*Requirement*: Show, from the records below, all lines that contain the word "rough".

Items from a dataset

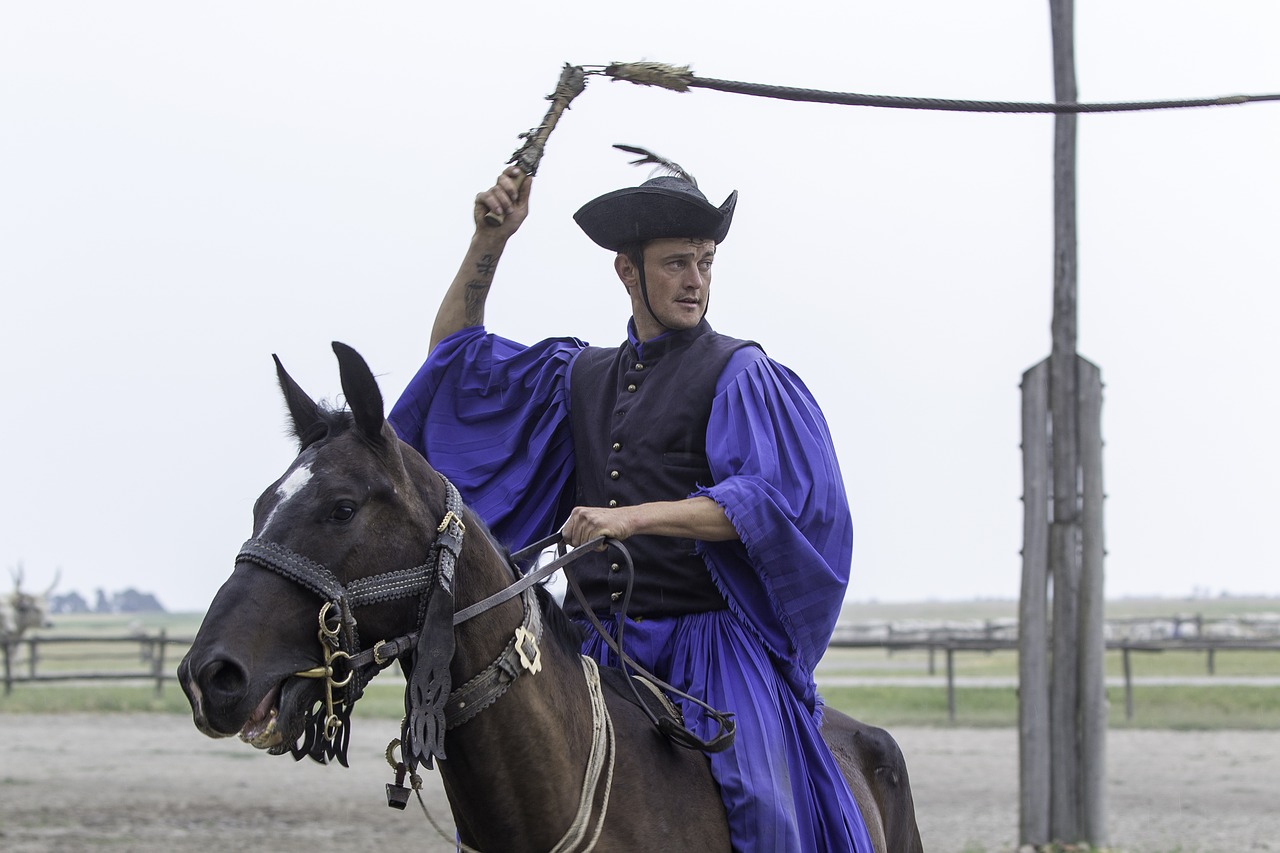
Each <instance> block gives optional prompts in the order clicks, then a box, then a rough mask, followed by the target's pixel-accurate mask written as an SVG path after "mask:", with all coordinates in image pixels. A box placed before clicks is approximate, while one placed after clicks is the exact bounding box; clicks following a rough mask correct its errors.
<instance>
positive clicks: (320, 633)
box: [294, 601, 356, 743]
mask: <svg viewBox="0 0 1280 853" xmlns="http://www.w3.org/2000/svg"><path fill="white" fill-rule="evenodd" d="M332 607H333V602H332V601H326V602H325V603H324V607H321V608H320V630H319V631H317V635H319V639H320V648H323V649H324V663H323V665H320V666H312V667H311V669H310V670H302V671H301V672H294V675H296V676H298V678H303V679H324V707H325V720H324V736H325V740H328V742H330V743H333V740H334V739H335V738H337V736H338V733H339V731H340V730H342V719H340V717H338V715H337V713H335V712H334V708H335V706H342V704H343V703H342V701H338V702H334V698H333V692H334V689H335V688H337V689H342V688H344V686H347V685H348V684H351V679H352V676H353V675H355V674H356V672H355V670H352V671H349V672H347V678H344V679H343V680H342V681H338V680H337V679H335V678H334V667H333V663H334V661H338V660H348V661H349V660H351V654H348V653H347V652H343V651H342V649H340V648H338V631H339V630H340V628H342V624H340V621H339V620H338V619H337V616H335V617H334V625H333V628H330V626H329V610H330V608H332Z"/></svg>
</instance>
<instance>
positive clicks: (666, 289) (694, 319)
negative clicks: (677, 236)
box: [618, 237, 716, 341]
mask: <svg viewBox="0 0 1280 853" xmlns="http://www.w3.org/2000/svg"><path fill="white" fill-rule="evenodd" d="M714 260H716V243H713V242H712V241H709V240H690V238H685V237H663V238H659V240H654V241H652V242H650V243H648V245H646V246H645V247H644V264H645V268H644V270H645V283H646V286H648V288H649V305H650V306H652V307H653V315H657V318H658V319H657V320H654V316H653V315H650V314H649V309H646V307H645V304H644V296H643V295H641V293H640V282H639V277H637V275H635V269H634V266H631V264H630V263H627V264H626V265H625V266H627V268H630V270H627V272H630V275H628V274H627V272H623V269H621V268H620V270H618V274H620V275H621V277H622V282H623V284H626V287H627V291H628V292H630V295H631V314H632V316H634V318H635V321H636V333H637V334H639V336H640V339H641V341H649V339H650V338H655V337H658V336H659V334H662V333H663V332H667V330H668V329H676V330H684V329H691V328H694V327H695V325H698V324H699V323H700V321H701V319H703V315H704V314H705V313H707V304H708V300H710V288H712V263H713V261H714ZM659 321H660V323H659Z"/></svg>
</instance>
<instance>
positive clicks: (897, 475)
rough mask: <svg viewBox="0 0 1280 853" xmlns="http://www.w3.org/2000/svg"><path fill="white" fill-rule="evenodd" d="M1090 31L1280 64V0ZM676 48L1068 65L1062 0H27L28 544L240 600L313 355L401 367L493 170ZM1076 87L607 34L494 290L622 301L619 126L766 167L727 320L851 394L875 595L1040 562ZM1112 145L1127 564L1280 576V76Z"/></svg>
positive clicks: (1117, 423) (1095, 291)
mask: <svg viewBox="0 0 1280 853" xmlns="http://www.w3.org/2000/svg"><path fill="white" fill-rule="evenodd" d="M442 5H447V6H448V8H449V10H448V12H439V10H438V9H439V8H440V6H442ZM717 8H723V9H726V10H727V12H726V13H723V14H717V13H716V9H717ZM527 20H531V23H524V22H527ZM1075 36H1076V64H1078V79H1079V91H1080V99H1082V100H1084V101H1103V100H1153V99H1166V97H1176V99H1183V97H1204V96H1217V95H1228V93H1266V92H1276V91H1280V53H1277V51H1276V44H1277V41H1280V4H1276V3H1274V1H1271V0H1215V1H1213V3H1207V1H1204V0H1199V1H1196V3H1192V1H1188V0H1125V1H1124V3H1115V1H1110V3H1107V1H1103V0H1079V1H1078V3H1076V23H1075ZM640 59H649V60H658V61H667V63H687V64H691V65H692V68H694V72H695V73H698V74H699V76H701V77H716V78H724V79H736V81H751V82H764V83H778V85H790V86H803V87H813V88H824V90H831V91H856V92H867V93H884V95H913V96H933V97H960V99H986V100H1038V101H1043V100H1052V76H1051V60H1050V27H1048V3H1047V0H1044V1H1043V3H1028V1H1025V0H974V1H972V3H965V4H957V3H954V1H952V0H900V1H899V3H876V4H870V3H865V1H863V0H827V1H814V0H794V1H791V3H778V4H762V3H753V1H740V3H736V4H723V6H719V5H717V4H699V3H696V1H695V3H687V1H686V3H668V1H666V0H658V1H650V3H646V4H643V5H636V4H612V3H609V4H604V3H602V4H591V5H590V6H588V5H584V4H576V3H575V4H554V3H544V4H538V3H522V4H506V3H493V1H490V3H470V4H463V3H458V4H428V3H378V4H352V3H324V1H315V0H308V1H302V0H298V1H294V3H279V1H274V0H255V1H253V3H234V1H230V3H229V1H220V3H216V4H215V3H182V4H177V3H168V1H155V3H138V1H133V0H114V1H113V3H95V1H87V3H56V1H41V3H18V1H13V3H0V117H3V118H0V284H3V304H0V355H3V357H0V371H3V374H0V388H3V391H4V400H5V405H6V412H5V415H6V416H5V418H4V419H3V428H0V429H3V433H0V473H3V474H0V476H3V478H4V480H3V482H4V484H5V487H6V488H4V489H3V492H0V562H3V564H4V565H5V567H13V566H17V565H18V564H19V562H20V564H23V565H24V567H26V575H27V585H28V587H42V585H46V584H47V583H49V580H51V579H52V575H54V573H55V571H56V570H60V571H61V584H60V588H61V589H64V590H65V589H78V590H81V592H82V593H83V594H86V596H87V597H92V590H93V589H96V588H99V587H102V588H105V589H108V590H109V592H114V590H118V589H122V588H124V587H127V585H133V587H137V588H140V589H143V590H148V592H154V593H156V594H157V596H159V597H160V599H161V602H163V603H164V605H165V606H168V607H169V608H170V610H202V608H204V607H205V606H206V605H207V602H209V601H210V599H211V597H212V594H214V592H215V590H216V589H218V585H219V584H220V583H221V581H223V579H224V578H225V576H227V574H229V571H230V569H232V561H233V557H234V555H236V552H237V548H238V546H239V544H241V542H242V540H243V539H246V538H247V537H248V534H250V511H251V506H252V502H253V500H255V498H256V496H257V494H259V492H260V491H261V489H264V488H265V487H266V485H268V484H269V483H270V482H271V480H274V479H275V478H276V476H278V475H279V474H280V473H282V471H283V470H284V467H285V466H287V465H288V464H289V461H291V460H292V457H293V446H292V443H291V442H289V441H288V439H287V438H285V434H284V430H285V427H284V414H283V406H282V403H280V398H279V394H278V392H276V389H275V377H274V370H273V366H271V360H270V355H271V353H273V352H276V353H279V355H280V357H282V359H283V360H284V362H285V365H287V368H288V369H289V370H291V373H292V374H293V375H294V378H297V379H298V380H300V382H301V383H302V386H303V387H305V388H306V389H307V391H310V392H311V393H312V394H315V396H317V397H326V398H333V397H334V396H335V394H338V393H339V387H338V375H337V364H335V361H334V359H333V355H332V352H330V350H329V342H330V341H333V339H340V341H344V342H347V343H349V345H352V346H355V347H356V348H357V350H360V351H361V352H362V353H364V355H365V357H366V359H367V360H369V361H370V364H371V365H372V368H374V370H375V373H378V374H379V375H380V377H381V383H383V392H384V396H385V397H387V401H388V406H389V405H390V402H392V401H394V398H396V397H397V396H398V393H399V391H401V389H402V388H403V386H404V383H406V382H407V380H408V379H410V378H411V377H412V374H413V371H415V370H416V369H417V366H419V364H420V362H421V360H422V357H424V356H425V355H426V339H428V332H429V327H430V323H431V318H433V316H434V311H435V306H436V304H438V301H439V297H440V293H442V291H443V287H444V286H445V283H447V282H448V280H449V278H451V277H452V274H453V272H454V269H456V265H457V263H458V259H460V257H461V254H462V250H463V247H465V245H466V240H467V236H468V233H470V228H471V224H470V205H471V199H472V196H474V195H475V192H477V191H479V190H481V188H484V187H486V186H489V183H490V182H492V179H493V177H494V175H495V174H497V172H498V170H499V169H500V168H502V165H503V163H504V161H506V159H507V158H508V156H509V155H511V152H512V150H513V149H515V147H516V146H517V145H518V140H517V134H518V133H520V132H522V131H525V129H527V128H529V127H530V126H532V124H536V123H538V120H540V118H541V115H543V113H544V111H545V108H547V102H545V101H544V100H543V99H544V96H545V95H547V93H549V92H550V91H552V88H553V87H554V83H556V79H557V78H558V76H559V70H561V67H562V65H563V64H564V63H566V61H568V63H573V64H605V63H609V61H613V60H618V61H632V60H640ZM1052 126H1053V119H1052V118H1051V117H1046V115H970V114H952V113H918V111H902V110H883V109H867V108H850V106H827V105H808V104H790V102H783V101H776V100H764V99H756V97H746V96H741V95H728V93H719V92H713V91H708V90H695V91H694V92H691V93H687V95H676V93H672V92H667V91H660V90H645V88H640V87H636V86H631V85H628V83H614V82H609V81H607V79H605V78H593V79H591V81H590V83H589V86H588V88H586V91H585V92H584V93H582V95H581V96H580V97H579V99H577V101H575V105H573V109H572V110H570V113H568V114H566V117H564V118H563V119H562V122H561V124H559V127H558V129H557V131H556V134H554V136H553V137H552V140H550V143H549V146H548V154H547V158H545V160H544V161H543V167H541V170H540V173H539V178H538V186H536V193H535V197H534V206H535V213H534V215H532V218H531V219H530V222H529V223H527V224H526V227H525V229H524V231H522V233H521V234H520V236H518V237H517V240H516V241H515V242H513V243H512V245H511V247H509V248H508V252H507V256H506V257H504V260H503V265H502V269H500V272H499V282H498V284H497V287H495V291H494V296H493V298H492V300H490V307H489V327H490V329H493V330H494V332H499V333H502V334H506V336H508V337H513V338H516V339H522V341H534V339H538V338H541V337H547V336H552V334H556V336H559V334H576V336H577V337H581V338H584V339H588V341H590V342H593V343H600V345H614V343H617V342H618V341H620V339H621V337H622V332H623V321H625V318H626V301H625V296H623V292H622V288H621V286H620V284H617V282H616V279H614V278H613V275H612V270H611V263H609V261H611V259H609V257H608V255H607V254H605V252H603V251H602V250H599V248H596V247H594V245H593V243H590V242H589V241H588V240H586V237H584V236H582V234H581V233H580V232H579V231H577V229H576V227H575V225H573V224H572V222H571V219H570V216H571V214H572V211H573V210H576V209H577V206H579V205H581V204H582V202H584V201H586V200H588V199H590V197H593V196H595V195H598V193H600V192H604V191H608V190H613V188H617V187H621V186H626V184H630V183H639V182H640V181H643V179H644V178H645V177H646V175H648V173H646V172H644V170H641V169H636V168H634V167H630V165H627V159H626V158H625V156H623V155H622V154H620V152H617V151H613V150H612V149H611V147H609V146H611V145H612V143H613V142H626V143H632V145H643V146H645V147H650V149H653V150H655V151H659V152H662V154H664V155H667V156H669V158H672V159H675V160H677V161H680V163H682V164H684V165H685V167H687V168H689V169H690V170H692V172H694V173H695V174H696V175H698V177H699V181H700V182H701V186H703V188H704V190H705V191H707V193H708V196H710V197H712V199H713V201H716V202H717V204H718V202H719V201H721V200H722V199H723V197H724V196H726V195H727V193H728V192H730V191H731V190H733V188H736V190H739V191H740V195H741V199H740V204H739V213H737V218H736V222H735V227H733V231H732V233H731V234H730V237H728V240H727V241H726V243H724V248H723V251H722V252H721V255H719V257H718V260H717V268H716V270H717V273H716V298H714V300H713V305H712V314H710V320H712V323H713V324H714V325H716V328H717V329H719V330H721V332H726V333H730V334H735V336H739V337H748V338H755V339H758V341H760V342H762V343H763V345H764V346H765V348H767V350H768V351H769V353H771V355H773V356H774V357H776V359H778V360H781V361H782V362H785V364H787V365H788V366H791V368H794V369H795V370H796V371H797V373H800V375H801V377H804V378H805V380H806V382H808V384H809V386H810V388H812V389H813V391H814V393H815V396H817V397H818V400H819V402H820V403H822V405H823V407H824V410H826V412H827V418H828V420H829V421H831V425H832V429H833V433H835V435H836V442H837V446H838V450H840V453H841V461H842V466H844V471H845V476H846V482H847V487H849V492H850V497H851V501H852V506H854V514H855V523H856V532H858V533H856V552H855V561H854V578H852V583H851V587H850V597H851V598H854V599H859V601H864V599H873V598H874V599H882V601H893V599H920V598H970V597H1002V598H1014V597H1016V596H1018V589H1019V573H1020V558H1019V549H1020V547H1021V505H1020V501H1019V497H1020V493H1021V474H1020V456H1019V441H1020V437H1019V391H1018V383H1019V378H1020V374H1021V371H1023V370H1025V369H1027V368H1029V366H1030V365H1033V364H1034V362H1037V361H1038V360H1041V359H1042V357H1046V356H1047V355H1048V350H1050V337H1048V327H1050V318H1051V289H1052V214H1051V201H1052V182H1051V178H1052V150H1051V141H1052ZM1079 150H1080V160H1079V197H1080V207H1079V222H1080V256H1079V268H1080V280H1079V323H1080V353H1082V355H1084V356H1085V357H1088V359H1091V360H1093V361H1094V362H1097V364H1100V365H1101V368H1102V371H1103V380H1105V382H1106V401H1105V406H1103V434H1105V438H1106V442H1107V444H1106V459H1105V465H1106V473H1105V479H1106V489H1107V493H1108V502H1107V515H1106V524H1107V548H1108V561H1107V593H1108V596H1112V597H1117V596H1129V594H1146V593H1156V594H1169V596H1184V594H1189V593H1192V592H1193V590H1197V589H1199V590H1208V592H1211V593H1212V594H1217V593H1220V592H1224V590H1228V592H1231V593H1247V592H1253V593H1270V594H1275V593H1280V573H1277V567H1280V558H1277V556H1276V553H1277V551H1276V548H1275V535H1274V534H1275V532H1276V529H1277V523H1276V519H1277V517H1280V491H1277V488H1276V482H1277V480H1280V451H1277V450H1276V442H1275V439H1274V438H1267V435H1274V432H1275V427H1274V425H1272V427H1268V425H1267V424H1274V421H1276V420H1277V415H1280V394H1277V383H1276V377H1275V370H1276V368H1277V365H1280V352H1277V348H1280V343H1277V341H1280V336H1276V333H1275V330H1274V327H1275V318H1276V315H1277V309H1280V295H1277V288H1276V284H1277V283H1280V282H1277V272H1276V260H1277V259H1276V245H1277V238H1276V234H1277V225H1280V192H1277V191H1280V156H1277V151H1280V104H1277V102H1270V104H1254V105H1245V106H1230V108H1213V109H1202V110H1178V111H1162V113H1143V114H1117V115H1092V117H1083V118H1082V119H1080V129H1079ZM5 583H6V580H5Z"/></svg>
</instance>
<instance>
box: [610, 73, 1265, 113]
mask: <svg viewBox="0 0 1280 853" xmlns="http://www.w3.org/2000/svg"><path fill="white" fill-rule="evenodd" d="M590 68H591V69H593V70H591V72H590V73H595V74H603V76H604V77H611V78H613V79H616V81H620V79H623V81H627V82H631V83H636V85H639V86H658V87H660V88H669V90H672V91H676V92H687V91H689V90H690V88H710V90H716V91H719V92H732V93H736V95H754V96H756V97H773V99H780V100H786V101H808V102H815V104H842V105H846V106H882V108H888V109H902V110H947V111H960V113H1053V114H1064V113H1132V111H1138V110H1171V109H1184V108H1192V106H1234V105H1236V104H1252V102H1257V101H1280V93H1275V95H1225V96H1222V97H1201V99H1189V100H1166V101H1119V102H1111V104H1034V102H1019V101H974V100H950V99H941V97H899V96H895V95H860V93H856V92H828V91H823V90H817V88H792V87H790V86H771V85H767V83H742V82H737V81H730V79H714V78H709V77H695V76H694V73H692V72H691V70H690V69H689V67H687V65H667V64H663V63H648V61H644V63H613V64H611V65H604V67H599V65H593V67H590Z"/></svg>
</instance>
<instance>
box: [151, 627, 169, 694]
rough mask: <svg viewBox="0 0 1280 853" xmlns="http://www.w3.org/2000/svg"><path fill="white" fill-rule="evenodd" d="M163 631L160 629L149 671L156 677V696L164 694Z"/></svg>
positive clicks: (165, 642)
mask: <svg viewBox="0 0 1280 853" xmlns="http://www.w3.org/2000/svg"><path fill="white" fill-rule="evenodd" d="M166 642H168V640H166V635H165V630H164V629H163V628H161V629H160V637H159V638H157V639H156V643H155V651H154V652H152V658H154V660H152V665H151V671H152V672H155V676H156V695H160V694H161V693H163V692H164V647H165V644H166Z"/></svg>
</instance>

*Final answer*:
Each <instance> block gives optional prompts in the order clicks, then a box, then a rough mask, followed by the target's pixel-accurate mask written as an SVG path after "mask:", with all coordinates in image pixels. A box placed before clicks is approximate, while one placed after clicks is the exact bounding box; clicks following a rough mask correct its errors.
rough mask: <svg viewBox="0 0 1280 853" xmlns="http://www.w3.org/2000/svg"><path fill="white" fill-rule="evenodd" d="M1090 31L1280 64V0ZM676 48L1068 65L1062 0H27L28 544L240 600L313 355L401 367L493 170ZM1076 87L607 34L494 290L622 301L619 126L766 167L727 320L851 394L875 595L1040 562ZM1112 145L1127 564L1280 576V76Z"/></svg>
rough mask: <svg viewBox="0 0 1280 853" xmlns="http://www.w3.org/2000/svg"><path fill="white" fill-rule="evenodd" d="M163 631L160 629L149 671L156 677V696L164 694Z"/></svg>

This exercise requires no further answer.